[Begin]

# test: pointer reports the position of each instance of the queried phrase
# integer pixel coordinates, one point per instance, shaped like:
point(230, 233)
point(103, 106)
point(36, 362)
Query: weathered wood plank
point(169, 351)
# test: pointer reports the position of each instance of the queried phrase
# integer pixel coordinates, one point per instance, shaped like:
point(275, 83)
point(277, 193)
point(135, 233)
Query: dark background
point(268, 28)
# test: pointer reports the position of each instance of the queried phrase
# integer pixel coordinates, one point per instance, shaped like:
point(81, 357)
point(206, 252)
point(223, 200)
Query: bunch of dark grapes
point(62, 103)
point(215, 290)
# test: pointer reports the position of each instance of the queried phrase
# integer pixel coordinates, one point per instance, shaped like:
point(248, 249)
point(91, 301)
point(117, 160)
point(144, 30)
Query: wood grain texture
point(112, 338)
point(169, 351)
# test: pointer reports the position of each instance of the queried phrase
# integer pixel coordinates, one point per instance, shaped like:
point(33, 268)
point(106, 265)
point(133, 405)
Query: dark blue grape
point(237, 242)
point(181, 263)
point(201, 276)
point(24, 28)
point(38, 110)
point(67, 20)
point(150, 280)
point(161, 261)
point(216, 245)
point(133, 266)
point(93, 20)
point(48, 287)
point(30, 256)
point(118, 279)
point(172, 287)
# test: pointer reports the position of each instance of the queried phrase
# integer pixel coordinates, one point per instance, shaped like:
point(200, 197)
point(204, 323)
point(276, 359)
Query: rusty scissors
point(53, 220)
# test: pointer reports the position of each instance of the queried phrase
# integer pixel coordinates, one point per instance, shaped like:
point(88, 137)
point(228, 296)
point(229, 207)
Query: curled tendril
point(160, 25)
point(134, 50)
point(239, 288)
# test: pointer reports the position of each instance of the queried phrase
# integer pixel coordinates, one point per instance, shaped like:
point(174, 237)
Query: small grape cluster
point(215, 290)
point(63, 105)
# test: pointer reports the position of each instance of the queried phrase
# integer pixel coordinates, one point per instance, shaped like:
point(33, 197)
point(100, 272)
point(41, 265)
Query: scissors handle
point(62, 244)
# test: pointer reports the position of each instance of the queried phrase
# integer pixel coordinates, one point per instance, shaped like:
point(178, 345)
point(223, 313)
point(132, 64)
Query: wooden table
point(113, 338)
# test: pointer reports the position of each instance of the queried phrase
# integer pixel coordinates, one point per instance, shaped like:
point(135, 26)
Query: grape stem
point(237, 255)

[End]

- EXERCISE DIRECTIONS -
Transcribe every one of the records above verbatim, line by line.

- PROBLEM SOLUTION -
# test: pointer reports the position of each instance of the queried phrase
# integer pixel coordinates, one point per instance, shaped like:
point(230, 233)
point(103, 106)
point(36, 362)
Query: weathered wood plank
point(169, 351)
# test: pointer reports the position of each instance of the queried phrase
# integer pixel coordinates, one point per instance, shaped like:
point(275, 83)
point(277, 193)
point(135, 233)
Query: dark background
point(268, 28)
# test: pointer reports the position of each instance of the queried phrase
# integer pixel coordinates, one point per instance, shaped like:
point(81, 357)
point(206, 252)
point(223, 200)
Query: bunch of dark grapes
point(62, 103)
point(215, 290)
# test: pointer reports the position of each instance of the queried phrase
# integer pixel coordinates, one point per instance, shaped like:
point(248, 249)
point(91, 301)
point(117, 160)
point(144, 30)
Query: wood grain texture
point(112, 338)
point(169, 351)
# test: pointer reports the position of each instance of the queried phrase
# integer pixel coordinates, one point per instance, shaped like:
point(33, 268)
point(106, 265)
point(133, 405)
Query: dark blue grape
point(237, 242)
point(181, 263)
point(201, 276)
point(24, 28)
point(38, 110)
point(67, 20)
point(150, 280)
point(161, 261)
point(216, 245)
point(133, 266)
point(93, 20)
point(48, 287)
point(30, 256)
point(118, 279)
point(172, 287)
# test: pointer reports the position of each instance of the queried phrase
# integer pixel coordinates, one point per instance, shaped like:
point(200, 197)
point(204, 323)
point(276, 359)
Query: rusty scissors
point(53, 220)
# test: pointer reports the position of each instance of the queried phrase
# integer pixel coordinates, one point per instance, shaped like:
point(88, 137)
point(228, 296)
point(229, 207)
Query: curled tendril
point(160, 25)
point(134, 50)
point(239, 288)
# test: pointer reports the position of each instance of the queried phrase
# integer pixel coordinates, one point per instance, shaped like:
point(174, 237)
Query: small grape cluster
point(215, 290)
point(63, 105)
# test: pointer reports the position of each instance of the queried phrase
# integer pixel coordinates, one point per instance, shaped like:
point(33, 197)
point(100, 272)
point(41, 265)
Query: scissors handle
point(62, 244)
# test: pointer reports the position of each instance of the queried phrase
# integer pixel coordinates, one point per instance, shaped like:
point(178, 345)
point(223, 313)
point(132, 64)
Query: wooden table
point(113, 338)
# test: pointer reports the position of each instance of the queried phrase
# integer pixel coordinates, one point per instance, shaped like:
point(135, 26)
Query: grape stem
point(237, 255)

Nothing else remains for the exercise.